→ **PROBLEM DESCRIPTION**
Copy the article about the two student mentors from "This spring, Katariya" up to and including "twice a week.", and swap "workshops" for "sessions".

→ **DOCUMENT SECTION**
Junior Emma DeRose said, “Since meeting Karam through the Duke in London-Finance program two years ago, he has not only been a great friend, but has been hugely helpful to me as a mentor throughout finance recruitment. I know I can text Karam at any time of the day with any silly question, from how to word a networking email to advice regarding technical interview prep.”
This spring, Katariya and Weidman collaborated with DFE to lead four recruiting workshops for younger students, covering such topics as mastering virtual interviews. They also offered open office hours for one-on-one advising twice a week.
“I think that both of us felt this would be a great way to expand access to students who don’t get to do ITP training or participate in Scale and Coin or any of those kind of initiatives,” Katariya said of his and Weidman’s efforts this semester. “Julia and I learned a lot along the way.”
In general, the two seniors feel they have gotten as much as they have given in their experiences as mentors. “Having these conversations with underclassmen and reflecting on your own experience to impart advice, you learn so much about yourself and the perspective you’ve gained,” said Weidman.
“It has been really fulfilling to help people through this process considering how much help I got,” said Katariya. “There were people there every single step of the way.”
Katariya and Weidman’s determination to help others has not been limited to the area of finance. Katariya founded the non-profit Indian Children’s Aid and Nurture Charity (ICAN), which raises funds for the care of impoverished children in India suffering from heart disease and cancer. Weidman is passionate about her involvement with Camp Kesem, an organization that supports children through the experience of having a parent with cancer.

→ **RECORD EXTRACTS**
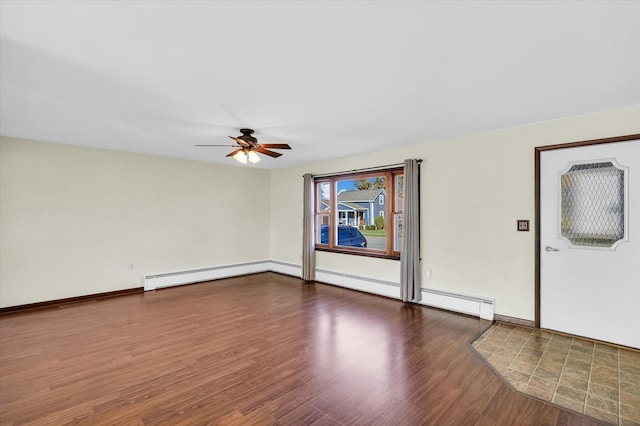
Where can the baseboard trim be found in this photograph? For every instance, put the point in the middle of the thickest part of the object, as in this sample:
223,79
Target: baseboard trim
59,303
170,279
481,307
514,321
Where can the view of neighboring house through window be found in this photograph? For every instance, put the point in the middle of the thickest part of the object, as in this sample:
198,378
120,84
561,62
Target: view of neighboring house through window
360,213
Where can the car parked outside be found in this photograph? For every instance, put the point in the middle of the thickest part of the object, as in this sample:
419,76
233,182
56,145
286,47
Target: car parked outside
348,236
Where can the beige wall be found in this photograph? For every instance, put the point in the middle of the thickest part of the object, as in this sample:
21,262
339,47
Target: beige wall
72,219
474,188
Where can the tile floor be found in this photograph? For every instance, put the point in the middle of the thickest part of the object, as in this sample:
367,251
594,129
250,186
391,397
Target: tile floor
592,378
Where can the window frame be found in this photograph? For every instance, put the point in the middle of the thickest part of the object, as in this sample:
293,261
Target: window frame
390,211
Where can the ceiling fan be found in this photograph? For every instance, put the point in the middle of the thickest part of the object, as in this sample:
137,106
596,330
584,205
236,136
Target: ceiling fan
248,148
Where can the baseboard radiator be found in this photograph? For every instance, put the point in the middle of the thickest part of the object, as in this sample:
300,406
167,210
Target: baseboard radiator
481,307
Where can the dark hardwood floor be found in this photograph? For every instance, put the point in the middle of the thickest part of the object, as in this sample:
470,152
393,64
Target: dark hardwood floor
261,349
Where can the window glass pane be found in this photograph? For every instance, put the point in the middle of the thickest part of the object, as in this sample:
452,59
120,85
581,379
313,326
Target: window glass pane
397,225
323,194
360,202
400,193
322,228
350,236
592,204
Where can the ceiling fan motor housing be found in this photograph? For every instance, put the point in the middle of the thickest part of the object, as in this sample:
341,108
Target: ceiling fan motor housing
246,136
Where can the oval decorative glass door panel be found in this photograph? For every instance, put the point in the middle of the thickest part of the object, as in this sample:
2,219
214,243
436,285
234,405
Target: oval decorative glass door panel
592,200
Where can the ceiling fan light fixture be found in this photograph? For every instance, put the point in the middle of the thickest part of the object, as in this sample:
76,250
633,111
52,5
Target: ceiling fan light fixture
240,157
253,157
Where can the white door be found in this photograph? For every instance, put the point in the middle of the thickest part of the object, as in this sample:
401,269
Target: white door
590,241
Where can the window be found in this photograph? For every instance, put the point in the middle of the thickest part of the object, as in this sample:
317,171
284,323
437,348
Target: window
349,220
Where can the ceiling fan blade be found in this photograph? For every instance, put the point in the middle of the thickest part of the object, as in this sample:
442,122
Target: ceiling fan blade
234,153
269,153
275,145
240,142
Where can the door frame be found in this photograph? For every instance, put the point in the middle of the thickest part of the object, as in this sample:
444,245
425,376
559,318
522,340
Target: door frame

→ **TASK RESPONSE**
This spring, Katariya and Weidman collaborated with DFE to lead four recruiting sessions for younger students, covering such topics as mastering virtual interviews. They also offered open office hours for one-on-one advising twice a week.